======== Data ========

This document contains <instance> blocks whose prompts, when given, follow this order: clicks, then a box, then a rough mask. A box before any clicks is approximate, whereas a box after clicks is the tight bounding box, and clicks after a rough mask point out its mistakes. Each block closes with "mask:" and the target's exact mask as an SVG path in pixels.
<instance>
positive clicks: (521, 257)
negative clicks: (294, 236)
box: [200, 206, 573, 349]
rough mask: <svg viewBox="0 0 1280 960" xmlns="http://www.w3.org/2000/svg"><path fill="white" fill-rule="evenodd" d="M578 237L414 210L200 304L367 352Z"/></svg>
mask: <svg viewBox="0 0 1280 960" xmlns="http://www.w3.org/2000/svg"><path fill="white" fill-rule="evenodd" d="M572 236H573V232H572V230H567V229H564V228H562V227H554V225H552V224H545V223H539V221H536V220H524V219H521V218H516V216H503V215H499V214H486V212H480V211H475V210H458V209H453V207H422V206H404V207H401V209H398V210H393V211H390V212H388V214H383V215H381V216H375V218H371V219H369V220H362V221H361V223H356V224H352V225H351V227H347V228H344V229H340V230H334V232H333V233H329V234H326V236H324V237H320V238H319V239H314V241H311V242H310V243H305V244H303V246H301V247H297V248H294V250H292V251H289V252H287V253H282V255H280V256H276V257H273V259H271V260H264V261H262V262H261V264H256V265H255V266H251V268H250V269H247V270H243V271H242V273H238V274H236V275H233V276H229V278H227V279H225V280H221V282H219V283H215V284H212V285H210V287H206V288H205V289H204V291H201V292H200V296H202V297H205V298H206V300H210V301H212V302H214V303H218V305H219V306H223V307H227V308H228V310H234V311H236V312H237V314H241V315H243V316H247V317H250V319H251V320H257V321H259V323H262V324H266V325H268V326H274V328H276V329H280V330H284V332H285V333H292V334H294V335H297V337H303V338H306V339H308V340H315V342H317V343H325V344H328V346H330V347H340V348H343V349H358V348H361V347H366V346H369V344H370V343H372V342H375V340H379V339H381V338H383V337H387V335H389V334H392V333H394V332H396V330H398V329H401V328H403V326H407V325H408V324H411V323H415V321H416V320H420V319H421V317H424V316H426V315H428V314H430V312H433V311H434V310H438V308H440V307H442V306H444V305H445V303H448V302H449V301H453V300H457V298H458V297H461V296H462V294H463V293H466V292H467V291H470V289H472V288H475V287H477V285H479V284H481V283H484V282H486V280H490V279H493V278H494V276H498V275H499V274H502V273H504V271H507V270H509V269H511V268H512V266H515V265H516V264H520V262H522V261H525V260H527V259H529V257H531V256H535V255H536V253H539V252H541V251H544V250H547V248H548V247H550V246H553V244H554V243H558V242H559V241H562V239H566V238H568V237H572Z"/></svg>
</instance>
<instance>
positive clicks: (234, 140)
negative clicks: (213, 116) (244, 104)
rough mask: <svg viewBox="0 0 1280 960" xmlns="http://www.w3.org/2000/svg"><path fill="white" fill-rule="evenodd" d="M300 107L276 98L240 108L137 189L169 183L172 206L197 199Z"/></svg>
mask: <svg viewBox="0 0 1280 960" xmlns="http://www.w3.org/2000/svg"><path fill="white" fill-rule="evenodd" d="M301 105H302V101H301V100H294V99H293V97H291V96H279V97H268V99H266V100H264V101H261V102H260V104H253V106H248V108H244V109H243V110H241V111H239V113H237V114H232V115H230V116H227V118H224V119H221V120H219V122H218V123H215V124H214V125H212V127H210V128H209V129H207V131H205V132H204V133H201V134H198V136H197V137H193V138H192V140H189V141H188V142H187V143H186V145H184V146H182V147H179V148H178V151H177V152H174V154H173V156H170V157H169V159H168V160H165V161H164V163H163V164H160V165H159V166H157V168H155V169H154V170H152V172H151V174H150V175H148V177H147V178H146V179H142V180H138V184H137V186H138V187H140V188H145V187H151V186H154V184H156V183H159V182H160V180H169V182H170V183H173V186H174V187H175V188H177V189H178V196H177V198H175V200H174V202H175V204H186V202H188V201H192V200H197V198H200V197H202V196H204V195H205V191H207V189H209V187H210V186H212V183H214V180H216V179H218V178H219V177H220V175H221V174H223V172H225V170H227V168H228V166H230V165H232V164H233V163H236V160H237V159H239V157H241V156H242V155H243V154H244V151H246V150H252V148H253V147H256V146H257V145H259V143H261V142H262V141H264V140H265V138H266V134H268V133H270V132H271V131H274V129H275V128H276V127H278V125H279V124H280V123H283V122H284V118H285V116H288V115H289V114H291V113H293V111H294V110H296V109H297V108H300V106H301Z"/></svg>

========

Activity: Write out every line of the listing above precisely as it appears.

Exercise solution:
This document contains <instance> blocks whose prompts, when given, follow this order: clicks, then a box, then a rough mask. A box before any clicks is approximate, whereas a box after clicks is the tight bounding box, and clicks after a rough mask point out its mistakes. Each block closes with "mask:" and the target's exact mask as an SVG path in pixels.
<instance>
positive clicks: (521, 257)
negative clicks: (294, 236)
box: [200, 206, 573, 349]
rough mask: <svg viewBox="0 0 1280 960" xmlns="http://www.w3.org/2000/svg"><path fill="white" fill-rule="evenodd" d="M578 237L414 210L200 304L367 352Z"/></svg>
mask: <svg viewBox="0 0 1280 960" xmlns="http://www.w3.org/2000/svg"><path fill="white" fill-rule="evenodd" d="M572 236H573V232H572V230H567V229H564V228H562V227H554V225H552V224H545V223H539V221H536V220H524V219H521V218H516V216H503V215H499V214H486V212H480V211H475V210H458V209H453V207H422V206H404V207H401V209H398V210H393V211H390V212H388V214H383V215H381V216H375V218H371V219H369V220H362V221H361V223H356V224H352V225H351V227H347V228H344V229H340V230H334V232H333V233H329V234H326V236H324V237H320V238H319V239H314V241H311V242H310V243H305V244H303V246H301V247H297V248H294V250H292V251H289V252H287V253H282V255H280V256H276V257H273V259H271V260H264V261H262V262H261V264H256V265H255V266H251V268H250V269H247V270H243V271H242V273H238V274H236V275H233V276H229V278H227V279H225V280H221V282H219V283H215V284H212V285H210V287H206V288H205V289H204V291H201V292H200V296H202V297H205V298H206V300H210V301H212V302H214V303H218V305H219V306H223V307H227V308H228V310H234V311H236V312H237V314H241V315H243V316H247V317H250V319H251V320H257V321H259V323H262V324H266V325H268V326H274V328H276V329H280V330H284V332H285V333H292V334H294V335H297V337H303V338H306V339H308V340H315V342H317V343H325V344H328V346H330V347H340V348H343V349H358V348H361V347H366V346H369V344H370V343H372V342H375V340H379V339H381V338H383V337H387V335H389V334H392V333H394V332H396V330H398V329H401V328H403V326H407V325H408V324H411V323H415V321H416V320H420V319H421V317H424V316H426V315H428V314H430V312H433V311H434V310H438V308H440V307H442V306H444V305H445V303H448V302H449V301H453V300H457V298H458V297H461V296H462V294H463V293H466V292H467V291H470V289H472V288H475V287H477V285H479V284H481V283H484V282H486V280H490V279H493V278H494V276H498V275H499V274H502V273H504V271H507V270H509V269H511V268H512V266H515V265H516V264H520V262H522V261H525V260H527V259H529V257H531V256H535V255H536V253H539V252H541V251H544V250H547V248H548V247H550V246H553V244H554V243H558V242H559V241H562V239H566V238H568V237H572Z"/></svg>
</instance>
<instance>
positive clicks: (234, 140)
negative clicks: (213, 116) (244, 104)
rough mask: <svg viewBox="0 0 1280 960" xmlns="http://www.w3.org/2000/svg"><path fill="white" fill-rule="evenodd" d="M300 107L276 98L240 108L137 189L169 183L172 206L197 199Z"/></svg>
mask: <svg viewBox="0 0 1280 960" xmlns="http://www.w3.org/2000/svg"><path fill="white" fill-rule="evenodd" d="M301 105H302V101H301V100H294V99H293V97H291V96H279V97H268V99H266V100H264V101H261V102H260V104H253V106H248V108H244V109H243V110H241V111H239V113H237V114H232V115H230V116H227V118H224V119H221V120H219V122H218V123H215V124H214V125H212V127H210V128H209V129H207V131H205V132H204V133H201V134H198V136H197V137H193V138H192V140H189V141H188V142H187V143H186V145H184V146H182V147H179V148H178V151H177V152H174V154H173V156H170V157H169V159H168V160H165V161H164V163H163V164H160V165H159V166H157V168H155V169H154V170H152V172H151V174H150V175H148V177H147V178H146V179H142V180H138V184H137V186H138V187H140V188H145V187H151V186H154V184H156V183H159V182H160V180H169V182H170V183H173V186H174V187H175V188H177V189H178V196H177V198H175V200H174V202H175V204H186V202H188V201H192V200H197V198H200V197H202V196H204V195H205V191H207V189H209V187H210V186H212V183H214V180H216V179H218V178H219V177H220V175H221V174H223V172H225V170H227V168H228V166H230V165H232V164H233V163H236V160H237V159H239V157H241V156H242V155H243V154H244V151H246V150H252V148H253V147H256V146H257V145H259V143H261V142H262V141H264V140H265V138H266V134H268V133H270V132H271V131H274V129H275V128H276V127H278V125H279V124H280V123H283V122H284V118H285V116H288V115H289V114H291V113H293V111H294V110H296V109H297V108H300V106H301Z"/></svg>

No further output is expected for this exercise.